▶ _課題_
以下の記録から「wall」という語を含む行をすべて見つけ、一行ずつ書き写すこと。

▶ _アノテーションデータセットの記録_
◆ ◆ ◆ ◆
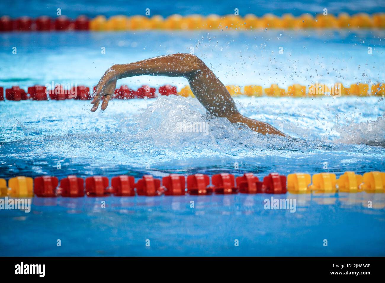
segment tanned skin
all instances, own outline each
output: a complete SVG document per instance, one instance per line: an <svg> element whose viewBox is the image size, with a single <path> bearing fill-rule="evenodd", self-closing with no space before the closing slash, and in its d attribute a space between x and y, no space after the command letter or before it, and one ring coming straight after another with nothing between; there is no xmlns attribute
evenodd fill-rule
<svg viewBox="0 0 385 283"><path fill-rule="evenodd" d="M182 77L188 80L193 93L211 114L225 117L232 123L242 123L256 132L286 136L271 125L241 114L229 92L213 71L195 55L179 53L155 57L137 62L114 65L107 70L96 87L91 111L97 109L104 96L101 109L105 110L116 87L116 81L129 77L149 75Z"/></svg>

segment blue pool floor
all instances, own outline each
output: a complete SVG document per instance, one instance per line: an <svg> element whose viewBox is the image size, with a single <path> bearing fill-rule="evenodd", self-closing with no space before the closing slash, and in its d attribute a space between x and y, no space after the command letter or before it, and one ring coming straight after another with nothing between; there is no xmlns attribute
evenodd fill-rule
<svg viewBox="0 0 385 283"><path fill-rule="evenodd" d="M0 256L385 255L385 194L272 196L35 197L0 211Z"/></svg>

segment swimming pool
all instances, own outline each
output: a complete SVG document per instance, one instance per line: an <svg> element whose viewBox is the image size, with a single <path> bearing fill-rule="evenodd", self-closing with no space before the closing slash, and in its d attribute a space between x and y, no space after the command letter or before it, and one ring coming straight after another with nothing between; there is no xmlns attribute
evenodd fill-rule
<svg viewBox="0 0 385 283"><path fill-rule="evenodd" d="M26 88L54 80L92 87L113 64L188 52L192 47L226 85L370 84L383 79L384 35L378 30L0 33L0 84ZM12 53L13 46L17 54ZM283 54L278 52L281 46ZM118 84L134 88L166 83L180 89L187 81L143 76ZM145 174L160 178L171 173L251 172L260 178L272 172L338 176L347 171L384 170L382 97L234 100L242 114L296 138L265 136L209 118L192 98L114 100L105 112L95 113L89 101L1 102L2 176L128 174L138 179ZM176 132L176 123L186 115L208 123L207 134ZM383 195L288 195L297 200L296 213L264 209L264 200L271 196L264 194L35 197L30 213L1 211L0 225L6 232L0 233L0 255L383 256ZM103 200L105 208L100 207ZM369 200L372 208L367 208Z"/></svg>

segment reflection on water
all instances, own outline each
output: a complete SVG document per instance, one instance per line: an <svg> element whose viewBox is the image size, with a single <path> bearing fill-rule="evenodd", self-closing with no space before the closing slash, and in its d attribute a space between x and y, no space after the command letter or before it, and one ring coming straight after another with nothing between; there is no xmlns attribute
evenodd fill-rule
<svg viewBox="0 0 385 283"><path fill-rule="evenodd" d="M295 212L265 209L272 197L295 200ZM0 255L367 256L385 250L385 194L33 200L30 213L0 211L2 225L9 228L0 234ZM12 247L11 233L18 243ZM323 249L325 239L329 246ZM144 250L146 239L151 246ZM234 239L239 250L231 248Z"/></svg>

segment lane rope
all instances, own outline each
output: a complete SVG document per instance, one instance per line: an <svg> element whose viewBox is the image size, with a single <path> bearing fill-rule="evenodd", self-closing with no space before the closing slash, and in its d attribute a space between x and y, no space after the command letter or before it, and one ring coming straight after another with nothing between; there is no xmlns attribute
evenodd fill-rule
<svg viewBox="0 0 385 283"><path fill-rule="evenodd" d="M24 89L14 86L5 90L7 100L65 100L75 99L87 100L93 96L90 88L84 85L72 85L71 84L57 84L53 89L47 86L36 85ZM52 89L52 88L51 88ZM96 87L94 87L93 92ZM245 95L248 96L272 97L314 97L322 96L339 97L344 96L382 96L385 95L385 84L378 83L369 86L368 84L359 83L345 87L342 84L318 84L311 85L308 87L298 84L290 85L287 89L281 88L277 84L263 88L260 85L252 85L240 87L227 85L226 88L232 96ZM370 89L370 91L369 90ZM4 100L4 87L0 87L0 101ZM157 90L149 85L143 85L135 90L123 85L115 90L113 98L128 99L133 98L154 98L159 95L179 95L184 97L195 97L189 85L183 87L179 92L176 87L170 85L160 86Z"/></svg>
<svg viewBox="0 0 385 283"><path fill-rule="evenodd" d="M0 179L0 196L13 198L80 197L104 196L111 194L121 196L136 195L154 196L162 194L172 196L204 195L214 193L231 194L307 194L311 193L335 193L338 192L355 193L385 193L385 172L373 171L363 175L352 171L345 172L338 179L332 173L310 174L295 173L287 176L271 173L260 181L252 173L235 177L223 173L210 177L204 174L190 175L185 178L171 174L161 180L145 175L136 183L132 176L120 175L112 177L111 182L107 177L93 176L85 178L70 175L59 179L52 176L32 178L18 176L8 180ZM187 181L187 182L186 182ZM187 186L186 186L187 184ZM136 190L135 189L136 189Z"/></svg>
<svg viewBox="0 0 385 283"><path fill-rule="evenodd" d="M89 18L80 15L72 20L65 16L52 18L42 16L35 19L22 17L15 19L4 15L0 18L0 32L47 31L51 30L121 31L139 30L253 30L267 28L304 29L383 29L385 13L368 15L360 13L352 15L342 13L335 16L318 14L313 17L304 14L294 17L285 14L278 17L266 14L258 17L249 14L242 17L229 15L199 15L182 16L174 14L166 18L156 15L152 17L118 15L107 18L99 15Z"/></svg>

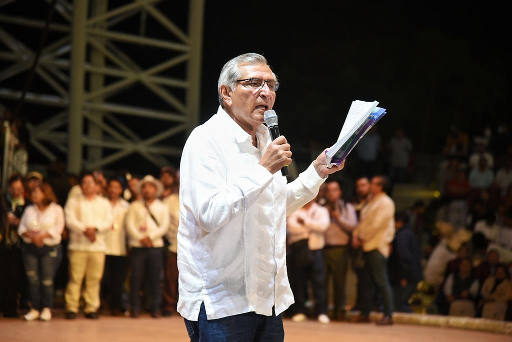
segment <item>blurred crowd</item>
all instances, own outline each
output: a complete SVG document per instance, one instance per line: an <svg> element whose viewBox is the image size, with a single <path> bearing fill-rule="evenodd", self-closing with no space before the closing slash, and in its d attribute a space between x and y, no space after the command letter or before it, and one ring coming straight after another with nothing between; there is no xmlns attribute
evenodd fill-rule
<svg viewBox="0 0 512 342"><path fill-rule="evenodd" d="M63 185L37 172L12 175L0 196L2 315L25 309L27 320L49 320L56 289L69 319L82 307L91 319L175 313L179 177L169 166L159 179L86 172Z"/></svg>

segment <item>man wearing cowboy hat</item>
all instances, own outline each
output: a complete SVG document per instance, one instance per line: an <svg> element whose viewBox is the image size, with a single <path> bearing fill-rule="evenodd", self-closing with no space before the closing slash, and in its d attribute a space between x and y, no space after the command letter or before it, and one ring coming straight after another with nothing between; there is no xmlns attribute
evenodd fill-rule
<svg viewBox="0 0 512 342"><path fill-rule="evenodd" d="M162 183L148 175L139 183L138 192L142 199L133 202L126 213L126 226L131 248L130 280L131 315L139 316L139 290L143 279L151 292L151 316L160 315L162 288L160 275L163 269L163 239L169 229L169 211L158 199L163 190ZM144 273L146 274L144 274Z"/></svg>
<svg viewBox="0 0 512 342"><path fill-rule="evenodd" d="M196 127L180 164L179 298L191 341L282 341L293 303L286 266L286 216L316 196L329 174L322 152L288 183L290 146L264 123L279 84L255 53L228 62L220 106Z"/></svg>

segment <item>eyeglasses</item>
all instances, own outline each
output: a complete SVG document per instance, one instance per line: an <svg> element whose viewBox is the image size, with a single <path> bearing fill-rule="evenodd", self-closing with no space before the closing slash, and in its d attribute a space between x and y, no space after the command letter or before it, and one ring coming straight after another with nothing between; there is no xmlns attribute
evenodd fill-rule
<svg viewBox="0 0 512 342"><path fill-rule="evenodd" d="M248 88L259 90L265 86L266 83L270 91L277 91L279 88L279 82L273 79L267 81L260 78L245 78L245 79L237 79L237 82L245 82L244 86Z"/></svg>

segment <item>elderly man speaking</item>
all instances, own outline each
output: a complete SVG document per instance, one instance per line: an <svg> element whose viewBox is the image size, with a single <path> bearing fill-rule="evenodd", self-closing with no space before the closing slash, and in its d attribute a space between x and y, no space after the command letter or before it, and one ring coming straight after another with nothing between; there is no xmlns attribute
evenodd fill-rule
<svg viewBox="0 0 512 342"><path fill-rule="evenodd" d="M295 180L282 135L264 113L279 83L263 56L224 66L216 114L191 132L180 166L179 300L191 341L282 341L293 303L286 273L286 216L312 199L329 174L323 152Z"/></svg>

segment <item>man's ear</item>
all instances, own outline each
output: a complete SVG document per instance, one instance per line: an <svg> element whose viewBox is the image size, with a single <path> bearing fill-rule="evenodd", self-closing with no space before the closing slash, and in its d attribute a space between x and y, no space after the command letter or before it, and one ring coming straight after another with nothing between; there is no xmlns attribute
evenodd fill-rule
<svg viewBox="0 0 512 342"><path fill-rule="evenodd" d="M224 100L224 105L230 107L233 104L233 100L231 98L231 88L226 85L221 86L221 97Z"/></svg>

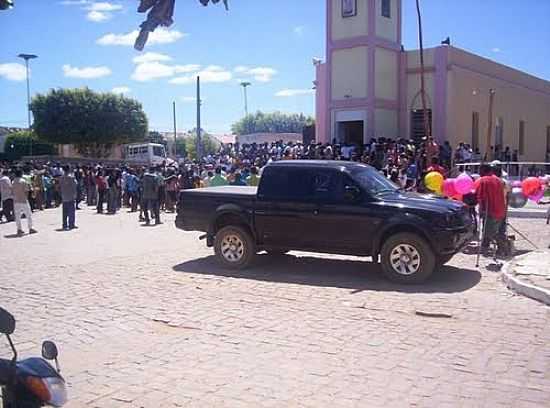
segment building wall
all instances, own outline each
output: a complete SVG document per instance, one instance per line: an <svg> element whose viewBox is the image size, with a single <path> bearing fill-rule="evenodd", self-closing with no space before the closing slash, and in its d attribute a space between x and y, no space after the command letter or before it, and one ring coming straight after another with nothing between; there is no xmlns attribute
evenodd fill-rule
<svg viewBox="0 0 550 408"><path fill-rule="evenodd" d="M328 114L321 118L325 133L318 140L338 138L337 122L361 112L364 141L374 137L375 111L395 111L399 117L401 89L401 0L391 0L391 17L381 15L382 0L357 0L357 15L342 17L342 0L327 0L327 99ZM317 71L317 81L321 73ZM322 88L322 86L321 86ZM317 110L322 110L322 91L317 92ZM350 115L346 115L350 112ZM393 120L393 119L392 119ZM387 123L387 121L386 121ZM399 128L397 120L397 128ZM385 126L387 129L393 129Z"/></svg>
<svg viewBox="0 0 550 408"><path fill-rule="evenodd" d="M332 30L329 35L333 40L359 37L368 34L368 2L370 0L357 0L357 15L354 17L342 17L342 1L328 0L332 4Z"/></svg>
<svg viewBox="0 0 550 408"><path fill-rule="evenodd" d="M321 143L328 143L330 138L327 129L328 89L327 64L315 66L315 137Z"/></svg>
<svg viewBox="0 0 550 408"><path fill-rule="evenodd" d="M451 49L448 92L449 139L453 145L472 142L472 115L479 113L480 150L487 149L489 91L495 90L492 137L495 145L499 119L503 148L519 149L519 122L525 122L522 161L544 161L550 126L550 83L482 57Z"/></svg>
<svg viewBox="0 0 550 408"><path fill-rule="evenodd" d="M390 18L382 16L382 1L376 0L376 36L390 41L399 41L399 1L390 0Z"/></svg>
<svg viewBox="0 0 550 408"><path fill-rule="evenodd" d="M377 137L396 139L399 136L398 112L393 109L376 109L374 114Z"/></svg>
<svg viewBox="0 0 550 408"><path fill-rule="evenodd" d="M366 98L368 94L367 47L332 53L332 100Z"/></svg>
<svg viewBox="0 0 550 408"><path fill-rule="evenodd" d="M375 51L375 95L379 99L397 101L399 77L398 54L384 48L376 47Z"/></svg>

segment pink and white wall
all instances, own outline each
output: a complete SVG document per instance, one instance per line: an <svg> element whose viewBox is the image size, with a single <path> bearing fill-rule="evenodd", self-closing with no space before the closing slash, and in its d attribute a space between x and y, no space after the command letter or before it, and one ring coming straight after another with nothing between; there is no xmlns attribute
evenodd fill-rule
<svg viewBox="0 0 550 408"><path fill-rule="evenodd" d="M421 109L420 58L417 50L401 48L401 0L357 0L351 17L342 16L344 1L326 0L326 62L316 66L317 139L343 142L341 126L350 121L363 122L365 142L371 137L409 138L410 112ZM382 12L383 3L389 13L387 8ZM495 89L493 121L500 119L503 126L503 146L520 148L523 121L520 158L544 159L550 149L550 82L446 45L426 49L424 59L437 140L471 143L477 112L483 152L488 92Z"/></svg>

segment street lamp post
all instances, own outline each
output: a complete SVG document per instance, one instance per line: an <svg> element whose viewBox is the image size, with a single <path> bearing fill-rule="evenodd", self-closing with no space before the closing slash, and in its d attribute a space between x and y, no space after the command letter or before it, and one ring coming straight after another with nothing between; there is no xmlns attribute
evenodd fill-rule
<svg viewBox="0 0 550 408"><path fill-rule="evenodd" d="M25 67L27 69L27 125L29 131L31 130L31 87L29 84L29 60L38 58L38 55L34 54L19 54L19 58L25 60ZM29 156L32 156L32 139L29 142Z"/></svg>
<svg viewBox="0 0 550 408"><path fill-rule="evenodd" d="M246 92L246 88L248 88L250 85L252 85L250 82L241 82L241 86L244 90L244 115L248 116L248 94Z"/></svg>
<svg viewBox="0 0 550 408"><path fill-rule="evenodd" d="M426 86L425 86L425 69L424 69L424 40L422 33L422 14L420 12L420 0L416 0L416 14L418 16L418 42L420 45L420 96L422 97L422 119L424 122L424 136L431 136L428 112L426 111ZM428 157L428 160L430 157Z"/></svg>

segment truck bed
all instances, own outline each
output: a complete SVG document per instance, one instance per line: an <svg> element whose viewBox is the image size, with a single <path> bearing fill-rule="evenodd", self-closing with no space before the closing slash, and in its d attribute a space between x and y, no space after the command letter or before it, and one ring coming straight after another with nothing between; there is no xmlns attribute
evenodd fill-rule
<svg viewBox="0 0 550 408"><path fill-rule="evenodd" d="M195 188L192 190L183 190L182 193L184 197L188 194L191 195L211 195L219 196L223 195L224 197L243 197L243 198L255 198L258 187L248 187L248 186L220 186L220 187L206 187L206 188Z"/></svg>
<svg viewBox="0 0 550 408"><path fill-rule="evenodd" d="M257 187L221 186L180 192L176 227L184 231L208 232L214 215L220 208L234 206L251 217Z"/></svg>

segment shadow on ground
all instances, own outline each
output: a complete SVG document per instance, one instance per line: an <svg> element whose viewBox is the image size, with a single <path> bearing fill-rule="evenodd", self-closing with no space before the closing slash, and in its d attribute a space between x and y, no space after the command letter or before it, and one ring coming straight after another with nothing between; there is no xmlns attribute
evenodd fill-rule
◆ ◆ ◆ ◆
▶ _正解_
segment building wall
segment pink and white wall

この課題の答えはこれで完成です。